§ **TASK INPUT**:
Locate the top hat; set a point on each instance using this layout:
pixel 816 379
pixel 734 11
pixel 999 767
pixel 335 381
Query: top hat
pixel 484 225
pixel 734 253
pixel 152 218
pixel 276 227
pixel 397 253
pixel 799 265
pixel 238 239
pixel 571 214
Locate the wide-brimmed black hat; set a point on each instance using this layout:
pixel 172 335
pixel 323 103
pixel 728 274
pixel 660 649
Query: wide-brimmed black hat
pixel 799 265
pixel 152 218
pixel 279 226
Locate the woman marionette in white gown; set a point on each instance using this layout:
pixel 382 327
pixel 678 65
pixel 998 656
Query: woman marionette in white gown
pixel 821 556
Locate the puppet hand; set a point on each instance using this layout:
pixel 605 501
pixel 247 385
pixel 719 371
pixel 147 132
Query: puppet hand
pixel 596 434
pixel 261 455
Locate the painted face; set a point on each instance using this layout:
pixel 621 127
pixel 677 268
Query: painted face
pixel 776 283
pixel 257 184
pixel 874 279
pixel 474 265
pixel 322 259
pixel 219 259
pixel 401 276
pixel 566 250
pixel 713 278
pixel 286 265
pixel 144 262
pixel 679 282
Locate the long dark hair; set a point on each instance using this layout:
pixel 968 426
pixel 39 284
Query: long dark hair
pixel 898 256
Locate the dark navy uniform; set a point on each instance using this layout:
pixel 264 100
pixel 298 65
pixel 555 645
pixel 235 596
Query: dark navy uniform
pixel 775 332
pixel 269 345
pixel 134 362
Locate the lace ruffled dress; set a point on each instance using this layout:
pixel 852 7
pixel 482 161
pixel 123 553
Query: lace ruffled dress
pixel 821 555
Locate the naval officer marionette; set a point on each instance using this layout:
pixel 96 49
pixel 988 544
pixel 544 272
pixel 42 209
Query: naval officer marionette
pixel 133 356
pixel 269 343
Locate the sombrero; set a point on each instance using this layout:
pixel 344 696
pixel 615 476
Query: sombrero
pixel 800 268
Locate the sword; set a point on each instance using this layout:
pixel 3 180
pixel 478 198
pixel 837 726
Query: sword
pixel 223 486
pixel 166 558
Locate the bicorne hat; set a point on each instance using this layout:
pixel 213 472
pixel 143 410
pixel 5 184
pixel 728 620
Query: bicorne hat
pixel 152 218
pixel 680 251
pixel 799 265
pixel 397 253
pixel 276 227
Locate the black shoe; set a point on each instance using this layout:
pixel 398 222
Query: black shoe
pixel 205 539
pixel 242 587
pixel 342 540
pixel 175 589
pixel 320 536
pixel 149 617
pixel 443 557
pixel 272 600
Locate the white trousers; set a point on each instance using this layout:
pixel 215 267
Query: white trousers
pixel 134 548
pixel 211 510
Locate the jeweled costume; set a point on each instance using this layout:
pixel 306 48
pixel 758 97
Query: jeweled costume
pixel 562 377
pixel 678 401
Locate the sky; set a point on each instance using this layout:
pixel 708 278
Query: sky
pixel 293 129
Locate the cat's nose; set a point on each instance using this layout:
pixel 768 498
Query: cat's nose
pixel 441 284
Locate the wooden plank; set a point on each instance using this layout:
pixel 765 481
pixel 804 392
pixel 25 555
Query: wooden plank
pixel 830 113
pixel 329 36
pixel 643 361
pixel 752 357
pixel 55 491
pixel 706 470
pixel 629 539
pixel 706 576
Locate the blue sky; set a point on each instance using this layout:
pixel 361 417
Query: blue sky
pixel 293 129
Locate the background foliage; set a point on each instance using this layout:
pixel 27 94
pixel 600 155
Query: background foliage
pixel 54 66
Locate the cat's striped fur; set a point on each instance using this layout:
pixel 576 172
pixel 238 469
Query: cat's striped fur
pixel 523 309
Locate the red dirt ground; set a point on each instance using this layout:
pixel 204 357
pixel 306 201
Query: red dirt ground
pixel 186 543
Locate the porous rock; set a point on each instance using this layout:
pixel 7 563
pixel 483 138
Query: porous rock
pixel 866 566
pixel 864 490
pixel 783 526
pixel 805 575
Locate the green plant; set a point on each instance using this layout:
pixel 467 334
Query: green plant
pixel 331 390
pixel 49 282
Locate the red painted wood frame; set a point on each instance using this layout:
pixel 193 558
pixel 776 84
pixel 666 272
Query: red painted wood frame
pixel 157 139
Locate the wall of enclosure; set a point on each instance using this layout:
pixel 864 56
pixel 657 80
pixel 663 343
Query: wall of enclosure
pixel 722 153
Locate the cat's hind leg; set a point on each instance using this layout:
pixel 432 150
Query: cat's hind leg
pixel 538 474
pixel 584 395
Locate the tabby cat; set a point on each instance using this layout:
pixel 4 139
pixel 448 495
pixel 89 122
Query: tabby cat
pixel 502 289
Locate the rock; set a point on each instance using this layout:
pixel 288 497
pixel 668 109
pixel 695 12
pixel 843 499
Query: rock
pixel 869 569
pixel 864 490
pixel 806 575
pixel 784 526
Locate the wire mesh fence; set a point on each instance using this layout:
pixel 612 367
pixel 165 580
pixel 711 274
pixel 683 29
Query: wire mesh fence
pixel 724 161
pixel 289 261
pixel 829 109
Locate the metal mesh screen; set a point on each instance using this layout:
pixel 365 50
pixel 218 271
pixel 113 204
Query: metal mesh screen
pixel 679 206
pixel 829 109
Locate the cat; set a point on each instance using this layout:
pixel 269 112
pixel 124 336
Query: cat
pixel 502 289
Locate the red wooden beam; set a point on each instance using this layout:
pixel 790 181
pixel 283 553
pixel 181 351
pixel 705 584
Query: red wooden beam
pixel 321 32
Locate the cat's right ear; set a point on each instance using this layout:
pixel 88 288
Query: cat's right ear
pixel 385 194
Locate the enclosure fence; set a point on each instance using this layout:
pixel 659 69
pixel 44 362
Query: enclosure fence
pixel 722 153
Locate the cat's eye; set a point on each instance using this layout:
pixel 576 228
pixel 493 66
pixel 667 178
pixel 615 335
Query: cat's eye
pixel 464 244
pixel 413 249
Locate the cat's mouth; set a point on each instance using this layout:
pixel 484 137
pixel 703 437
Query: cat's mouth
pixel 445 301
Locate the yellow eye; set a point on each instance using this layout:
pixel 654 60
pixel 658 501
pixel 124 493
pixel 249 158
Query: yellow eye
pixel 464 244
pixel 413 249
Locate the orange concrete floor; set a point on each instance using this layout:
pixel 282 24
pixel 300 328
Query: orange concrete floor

§ **EXERCISE BRIEF**:
Only the lines above starting with the one with "pixel 705 584" and going through the one with "pixel 44 362" are to be copied, word for word and with both ends kept.

§ **TASK RESPONSE**:
pixel 705 584
Query: red wooden beam
pixel 321 32
Locate the cat's right ear; set a point on each instance using this layout:
pixel 88 288
Query: cat's right ear
pixel 385 194
Locate the enclosure fence; set a point on each instance using this layout:
pixel 659 69
pixel 44 362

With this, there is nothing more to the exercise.